(Region annotation records)
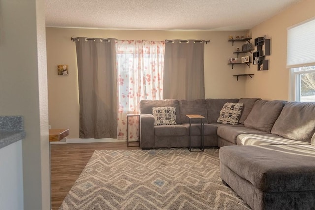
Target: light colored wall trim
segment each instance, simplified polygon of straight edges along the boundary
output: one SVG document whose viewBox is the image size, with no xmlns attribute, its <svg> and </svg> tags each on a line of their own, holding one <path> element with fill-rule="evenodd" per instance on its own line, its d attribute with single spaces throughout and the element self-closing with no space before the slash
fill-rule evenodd
<svg viewBox="0 0 315 210">
<path fill-rule="evenodd" d="M 50 144 L 73 144 L 73 143 L 94 143 L 98 142 L 126 142 L 125 140 L 118 140 L 117 139 L 112 139 L 111 138 L 105 138 L 104 139 L 68 139 L 65 138 L 59 142 L 50 142 Z"/>
</svg>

▸ **What needs to be done**
Rewrite the records above, putting "straight segments" wherever "straight edges" appears and keeping everything else the same. Omit the pictures.

▸ **Response for this exercise**
Target: light colored wall trim
segment each instance, simplified polygon of straight segments along the boundary
output: one SVG document whose viewBox is the image size, with no xmlns attribute, its <svg> and </svg> tags each on a line of their own, holding one <path> element with fill-rule="evenodd" per instance on its own line, its d attribute with single spaces throughout and the element self-closing with no space before the slash
fill-rule evenodd
<svg viewBox="0 0 315 210">
<path fill-rule="evenodd" d="M 50 144 L 73 144 L 73 143 L 94 143 L 98 142 L 126 142 L 125 140 L 118 140 L 117 139 L 112 139 L 111 138 L 105 138 L 104 139 L 68 139 L 65 138 L 59 142 L 50 142 Z"/>
</svg>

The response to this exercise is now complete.